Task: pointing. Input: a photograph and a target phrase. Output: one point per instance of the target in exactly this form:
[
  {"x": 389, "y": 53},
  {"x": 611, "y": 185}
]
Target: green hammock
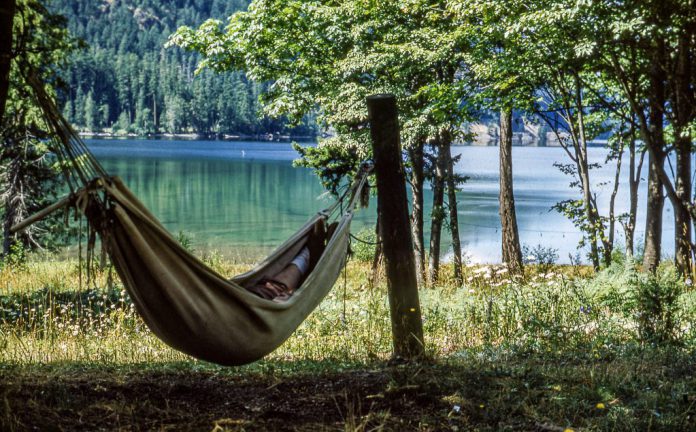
[{"x": 184, "y": 302}]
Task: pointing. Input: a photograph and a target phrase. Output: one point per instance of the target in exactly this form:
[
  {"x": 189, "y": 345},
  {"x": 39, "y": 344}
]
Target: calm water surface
[{"x": 246, "y": 196}]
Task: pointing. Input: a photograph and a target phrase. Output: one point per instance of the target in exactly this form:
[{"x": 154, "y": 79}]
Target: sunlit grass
[{"x": 50, "y": 311}]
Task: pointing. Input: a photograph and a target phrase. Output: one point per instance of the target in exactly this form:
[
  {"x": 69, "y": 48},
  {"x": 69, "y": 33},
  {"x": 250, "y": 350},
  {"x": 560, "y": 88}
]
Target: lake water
[{"x": 247, "y": 197}]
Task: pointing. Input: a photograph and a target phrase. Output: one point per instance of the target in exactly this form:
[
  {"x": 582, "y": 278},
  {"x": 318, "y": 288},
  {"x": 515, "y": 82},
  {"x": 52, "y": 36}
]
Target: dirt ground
[{"x": 315, "y": 398}]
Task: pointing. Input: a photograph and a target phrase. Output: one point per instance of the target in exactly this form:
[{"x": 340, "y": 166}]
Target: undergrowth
[{"x": 559, "y": 348}]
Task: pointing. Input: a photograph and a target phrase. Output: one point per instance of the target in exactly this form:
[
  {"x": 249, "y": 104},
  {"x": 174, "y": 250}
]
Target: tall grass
[{"x": 46, "y": 317}]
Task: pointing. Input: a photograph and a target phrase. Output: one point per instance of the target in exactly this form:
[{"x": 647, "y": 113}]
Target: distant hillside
[{"x": 126, "y": 81}]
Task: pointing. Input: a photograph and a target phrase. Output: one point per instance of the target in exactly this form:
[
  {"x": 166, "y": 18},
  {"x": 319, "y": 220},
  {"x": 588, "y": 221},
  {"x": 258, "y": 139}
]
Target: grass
[{"x": 558, "y": 349}]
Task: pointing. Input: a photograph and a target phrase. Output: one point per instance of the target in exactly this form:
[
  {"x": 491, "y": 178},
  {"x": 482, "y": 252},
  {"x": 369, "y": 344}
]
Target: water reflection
[{"x": 230, "y": 195}]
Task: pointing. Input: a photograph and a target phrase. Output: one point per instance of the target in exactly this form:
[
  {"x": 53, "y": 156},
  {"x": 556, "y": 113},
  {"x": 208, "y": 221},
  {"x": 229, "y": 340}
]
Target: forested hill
[{"x": 126, "y": 81}]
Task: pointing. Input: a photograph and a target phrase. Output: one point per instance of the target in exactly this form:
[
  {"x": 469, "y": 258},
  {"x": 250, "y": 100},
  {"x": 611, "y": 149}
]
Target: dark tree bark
[
  {"x": 438, "y": 213},
  {"x": 512, "y": 253},
  {"x": 392, "y": 211},
  {"x": 682, "y": 101},
  {"x": 417, "y": 181},
  {"x": 453, "y": 215},
  {"x": 654, "y": 138},
  {"x": 682, "y": 218},
  {"x": 7, "y": 10},
  {"x": 653, "y": 219},
  {"x": 633, "y": 183}
]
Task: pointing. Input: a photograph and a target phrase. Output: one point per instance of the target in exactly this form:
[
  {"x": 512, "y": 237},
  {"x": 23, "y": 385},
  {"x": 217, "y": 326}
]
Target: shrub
[{"x": 364, "y": 245}]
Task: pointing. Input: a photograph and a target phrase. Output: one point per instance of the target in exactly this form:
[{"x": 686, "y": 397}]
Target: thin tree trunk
[
  {"x": 452, "y": 205},
  {"x": 512, "y": 253},
  {"x": 655, "y": 140},
  {"x": 595, "y": 228},
  {"x": 438, "y": 213},
  {"x": 7, "y": 10},
  {"x": 682, "y": 219},
  {"x": 653, "y": 220},
  {"x": 682, "y": 102},
  {"x": 417, "y": 180},
  {"x": 633, "y": 183},
  {"x": 608, "y": 240},
  {"x": 377, "y": 258}
]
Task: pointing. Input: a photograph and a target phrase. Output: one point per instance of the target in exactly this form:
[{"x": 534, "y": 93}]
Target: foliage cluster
[{"x": 126, "y": 82}]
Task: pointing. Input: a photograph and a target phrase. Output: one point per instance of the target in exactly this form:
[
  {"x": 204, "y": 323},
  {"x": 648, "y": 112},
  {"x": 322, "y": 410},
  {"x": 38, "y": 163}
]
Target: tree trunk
[
  {"x": 392, "y": 211},
  {"x": 595, "y": 227},
  {"x": 682, "y": 219},
  {"x": 512, "y": 253},
  {"x": 417, "y": 179},
  {"x": 452, "y": 205},
  {"x": 608, "y": 239},
  {"x": 633, "y": 183},
  {"x": 653, "y": 220},
  {"x": 7, "y": 11},
  {"x": 682, "y": 102},
  {"x": 438, "y": 214}
]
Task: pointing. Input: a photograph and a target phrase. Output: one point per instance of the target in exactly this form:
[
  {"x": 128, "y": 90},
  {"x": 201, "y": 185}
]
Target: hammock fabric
[{"x": 184, "y": 302}]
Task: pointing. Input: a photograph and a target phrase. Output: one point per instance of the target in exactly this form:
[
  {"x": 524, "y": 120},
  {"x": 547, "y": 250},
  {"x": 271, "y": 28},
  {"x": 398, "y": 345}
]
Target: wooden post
[{"x": 392, "y": 212}]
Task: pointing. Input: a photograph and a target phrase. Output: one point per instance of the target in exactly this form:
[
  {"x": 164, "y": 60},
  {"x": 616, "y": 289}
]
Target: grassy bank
[{"x": 558, "y": 348}]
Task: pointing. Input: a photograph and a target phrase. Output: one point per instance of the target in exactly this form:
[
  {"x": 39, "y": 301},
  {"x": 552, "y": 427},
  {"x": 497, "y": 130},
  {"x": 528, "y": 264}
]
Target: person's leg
[{"x": 284, "y": 283}]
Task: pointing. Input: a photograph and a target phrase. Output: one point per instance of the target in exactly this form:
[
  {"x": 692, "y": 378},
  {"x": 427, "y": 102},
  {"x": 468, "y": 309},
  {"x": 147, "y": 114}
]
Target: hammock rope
[{"x": 182, "y": 300}]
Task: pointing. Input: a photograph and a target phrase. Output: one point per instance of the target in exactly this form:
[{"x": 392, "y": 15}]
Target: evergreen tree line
[{"x": 125, "y": 81}]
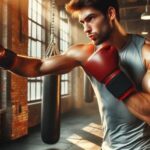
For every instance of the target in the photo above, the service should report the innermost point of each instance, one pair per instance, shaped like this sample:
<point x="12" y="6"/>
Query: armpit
<point x="147" y="41"/>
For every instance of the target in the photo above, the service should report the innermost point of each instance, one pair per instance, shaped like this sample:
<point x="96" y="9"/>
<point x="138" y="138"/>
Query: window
<point x="35" y="44"/>
<point x="64" y="44"/>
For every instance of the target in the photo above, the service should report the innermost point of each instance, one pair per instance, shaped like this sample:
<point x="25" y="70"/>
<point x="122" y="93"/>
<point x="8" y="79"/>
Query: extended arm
<point x="32" y="67"/>
<point x="139" y="103"/>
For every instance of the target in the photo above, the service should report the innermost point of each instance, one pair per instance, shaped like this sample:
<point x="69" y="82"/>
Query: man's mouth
<point x="92" y="37"/>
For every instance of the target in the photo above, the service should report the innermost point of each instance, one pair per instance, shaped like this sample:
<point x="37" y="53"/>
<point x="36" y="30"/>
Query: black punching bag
<point x="50" y="123"/>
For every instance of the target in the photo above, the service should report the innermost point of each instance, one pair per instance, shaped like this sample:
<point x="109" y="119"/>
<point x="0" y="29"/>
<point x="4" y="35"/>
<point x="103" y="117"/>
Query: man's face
<point x="95" y="24"/>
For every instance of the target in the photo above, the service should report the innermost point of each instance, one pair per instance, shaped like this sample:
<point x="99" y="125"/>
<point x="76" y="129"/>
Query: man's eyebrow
<point x="86" y="18"/>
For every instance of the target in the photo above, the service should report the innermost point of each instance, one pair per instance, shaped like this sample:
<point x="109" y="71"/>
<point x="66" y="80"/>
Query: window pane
<point x="33" y="30"/>
<point x="64" y="44"/>
<point x="36" y="41"/>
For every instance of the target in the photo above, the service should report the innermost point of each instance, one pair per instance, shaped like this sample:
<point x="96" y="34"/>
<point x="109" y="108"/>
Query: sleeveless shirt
<point x="122" y="130"/>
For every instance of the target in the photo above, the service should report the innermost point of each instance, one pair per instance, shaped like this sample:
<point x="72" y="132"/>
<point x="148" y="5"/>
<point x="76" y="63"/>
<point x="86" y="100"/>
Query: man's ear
<point x="111" y="13"/>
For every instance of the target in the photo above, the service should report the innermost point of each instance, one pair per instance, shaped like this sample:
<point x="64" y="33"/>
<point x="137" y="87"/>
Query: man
<point x="100" y="20"/>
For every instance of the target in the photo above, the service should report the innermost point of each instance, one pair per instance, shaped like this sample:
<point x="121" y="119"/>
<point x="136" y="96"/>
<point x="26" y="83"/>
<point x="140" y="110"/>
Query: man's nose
<point x="87" y="28"/>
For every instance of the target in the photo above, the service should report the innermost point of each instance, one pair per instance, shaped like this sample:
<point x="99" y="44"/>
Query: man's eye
<point x="90" y="19"/>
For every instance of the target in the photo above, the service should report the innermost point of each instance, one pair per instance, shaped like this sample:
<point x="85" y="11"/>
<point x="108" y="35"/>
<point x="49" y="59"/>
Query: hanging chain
<point x="52" y="30"/>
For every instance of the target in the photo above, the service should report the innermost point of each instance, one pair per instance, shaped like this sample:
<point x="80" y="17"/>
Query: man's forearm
<point x="139" y="105"/>
<point x="26" y="66"/>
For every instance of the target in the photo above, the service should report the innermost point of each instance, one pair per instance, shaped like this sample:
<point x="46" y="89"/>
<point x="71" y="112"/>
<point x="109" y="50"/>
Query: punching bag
<point x="88" y="90"/>
<point x="50" y="123"/>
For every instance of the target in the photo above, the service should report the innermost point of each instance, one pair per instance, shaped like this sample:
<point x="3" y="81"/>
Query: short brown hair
<point x="102" y="5"/>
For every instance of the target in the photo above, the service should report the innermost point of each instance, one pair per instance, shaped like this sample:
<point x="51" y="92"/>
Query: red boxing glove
<point x="7" y="58"/>
<point x="104" y="66"/>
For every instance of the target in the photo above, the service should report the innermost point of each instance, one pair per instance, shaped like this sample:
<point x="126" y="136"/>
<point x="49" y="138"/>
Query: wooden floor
<point x="80" y="130"/>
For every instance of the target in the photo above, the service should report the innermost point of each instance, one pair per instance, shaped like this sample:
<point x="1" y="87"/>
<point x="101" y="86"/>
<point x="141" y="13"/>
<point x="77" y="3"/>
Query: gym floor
<point x="80" y="130"/>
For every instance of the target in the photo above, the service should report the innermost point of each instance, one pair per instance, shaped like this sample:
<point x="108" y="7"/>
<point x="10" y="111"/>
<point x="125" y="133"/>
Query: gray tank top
<point x="122" y="130"/>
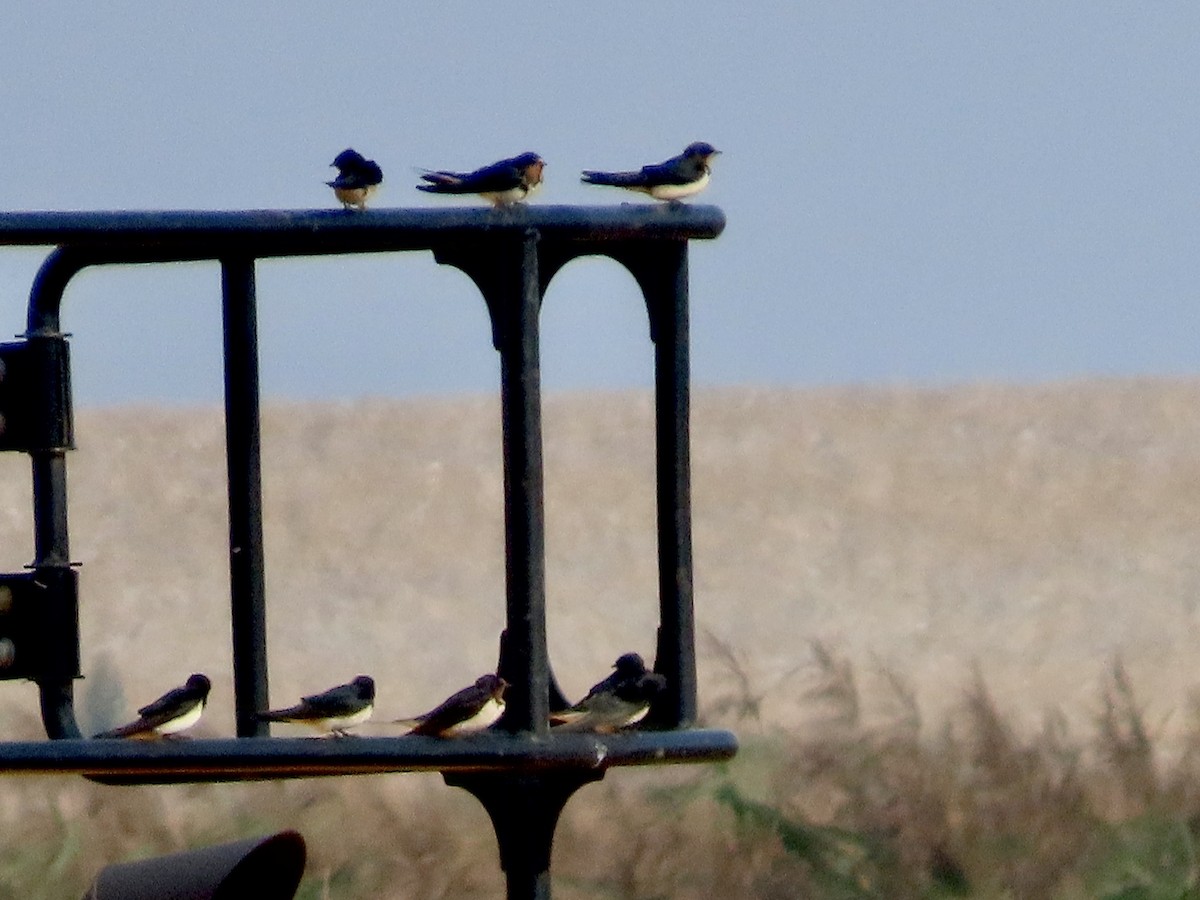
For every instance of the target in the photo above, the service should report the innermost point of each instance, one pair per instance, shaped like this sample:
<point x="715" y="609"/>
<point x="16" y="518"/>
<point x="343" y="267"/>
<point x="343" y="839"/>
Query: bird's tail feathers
<point x="439" y="178"/>
<point x="613" y="179"/>
<point x="280" y="715"/>
<point x="124" y="731"/>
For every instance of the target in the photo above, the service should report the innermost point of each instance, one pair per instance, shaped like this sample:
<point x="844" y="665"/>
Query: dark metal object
<point x="522" y="774"/>
<point x="247" y="583"/>
<point x="267" y="868"/>
<point x="247" y="760"/>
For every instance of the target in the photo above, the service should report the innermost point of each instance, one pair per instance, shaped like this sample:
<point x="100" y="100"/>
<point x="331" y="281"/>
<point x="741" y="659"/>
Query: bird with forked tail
<point x="503" y="183"/>
<point x="679" y="177"/>
<point x="172" y="713"/>
<point x="621" y="700"/>
<point x="472" y="709"/>
<point x="331" y="712"/>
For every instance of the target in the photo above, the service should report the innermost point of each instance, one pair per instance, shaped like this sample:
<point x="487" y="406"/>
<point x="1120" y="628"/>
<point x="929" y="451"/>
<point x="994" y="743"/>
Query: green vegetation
<point x="843" y="810"/>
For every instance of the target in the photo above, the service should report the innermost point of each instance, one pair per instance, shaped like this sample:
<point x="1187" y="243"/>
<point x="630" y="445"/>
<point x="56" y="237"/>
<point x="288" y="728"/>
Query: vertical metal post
<point x="676" y="652"/>
<point x="243" y="454"/>
<point x="526" y="655"/>
<point x="505" y="271"/>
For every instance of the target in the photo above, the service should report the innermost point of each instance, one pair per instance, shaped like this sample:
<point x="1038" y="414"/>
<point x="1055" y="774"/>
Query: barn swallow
<point x="471" y="709"/>
<point x="357" y="179"/>
<point x="333" y="712"/>
<point x="503" y="183"/>
<point x="173" y="712"/>
<point x="672" y="180"/>
<point x="618" y="701"/>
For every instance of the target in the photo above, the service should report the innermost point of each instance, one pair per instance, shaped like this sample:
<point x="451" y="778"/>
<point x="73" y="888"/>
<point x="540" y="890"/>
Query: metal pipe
<point x="517" y="304"/>
<point x="677" y="641"/>
<point x="243" y="454"/>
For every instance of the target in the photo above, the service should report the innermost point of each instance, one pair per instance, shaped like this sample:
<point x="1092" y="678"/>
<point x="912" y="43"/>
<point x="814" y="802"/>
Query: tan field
<point x="1037" y="532"/>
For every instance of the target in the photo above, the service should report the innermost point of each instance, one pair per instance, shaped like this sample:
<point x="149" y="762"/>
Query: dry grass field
<point x="922" y="544"/>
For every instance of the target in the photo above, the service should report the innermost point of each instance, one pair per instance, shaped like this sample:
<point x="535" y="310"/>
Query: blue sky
<point x="927" y="192"/>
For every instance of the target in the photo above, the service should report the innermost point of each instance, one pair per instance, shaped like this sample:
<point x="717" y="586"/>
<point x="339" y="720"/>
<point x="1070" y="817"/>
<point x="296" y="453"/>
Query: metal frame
<point x="521" y="773"/>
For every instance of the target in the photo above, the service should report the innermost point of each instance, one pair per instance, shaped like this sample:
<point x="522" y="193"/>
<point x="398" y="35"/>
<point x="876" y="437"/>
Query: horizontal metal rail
<point x="253" y="759"/>
<point x="269" y="233"/>
<point x="521" y="772"/>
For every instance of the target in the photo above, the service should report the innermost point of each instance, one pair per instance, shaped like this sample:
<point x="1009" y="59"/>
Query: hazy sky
<point x="916" y="192"/>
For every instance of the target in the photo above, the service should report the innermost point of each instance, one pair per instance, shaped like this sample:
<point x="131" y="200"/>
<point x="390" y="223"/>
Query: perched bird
<point x="672" y="180"/>
<point x="173" y="712"/>
<point x="357" y="179"/>
<point x="333" y="712"/>
<point x="503" y="183"/>
<point x="471" y="709"/>
<point x="618" y="701"/>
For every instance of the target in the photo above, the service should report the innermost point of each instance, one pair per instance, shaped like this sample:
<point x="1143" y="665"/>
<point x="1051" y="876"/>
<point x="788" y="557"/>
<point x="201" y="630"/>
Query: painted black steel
<point x="522" y="774"/>
<point x="256" y="759"/>
<point x="247" y="567"/>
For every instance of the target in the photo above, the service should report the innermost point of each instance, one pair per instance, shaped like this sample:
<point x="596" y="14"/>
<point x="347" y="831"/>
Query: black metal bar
<point x="235" y="760"/>
<point x="525" y="810"/>
<point x="246" y="557"/>
<point x="264" y="233"/>
<point x="504" y="268"/>
<point x="52" y="550"/>
<point x="527" y="659"/>
<point x="677" y="641"/>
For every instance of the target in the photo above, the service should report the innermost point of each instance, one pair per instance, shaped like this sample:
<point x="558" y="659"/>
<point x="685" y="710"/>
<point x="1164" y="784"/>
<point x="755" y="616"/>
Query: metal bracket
<point x="35" y="395"/>
<point x="40" y="625"/>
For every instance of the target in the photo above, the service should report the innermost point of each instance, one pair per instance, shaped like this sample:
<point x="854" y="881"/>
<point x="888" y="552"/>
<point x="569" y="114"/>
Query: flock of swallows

• • • • •

**Set exercise**
Collect every line of the records above that contains the string "hammock".

**Reply**
Target: green hammock
Target: hammock fabric
Target: hammock rope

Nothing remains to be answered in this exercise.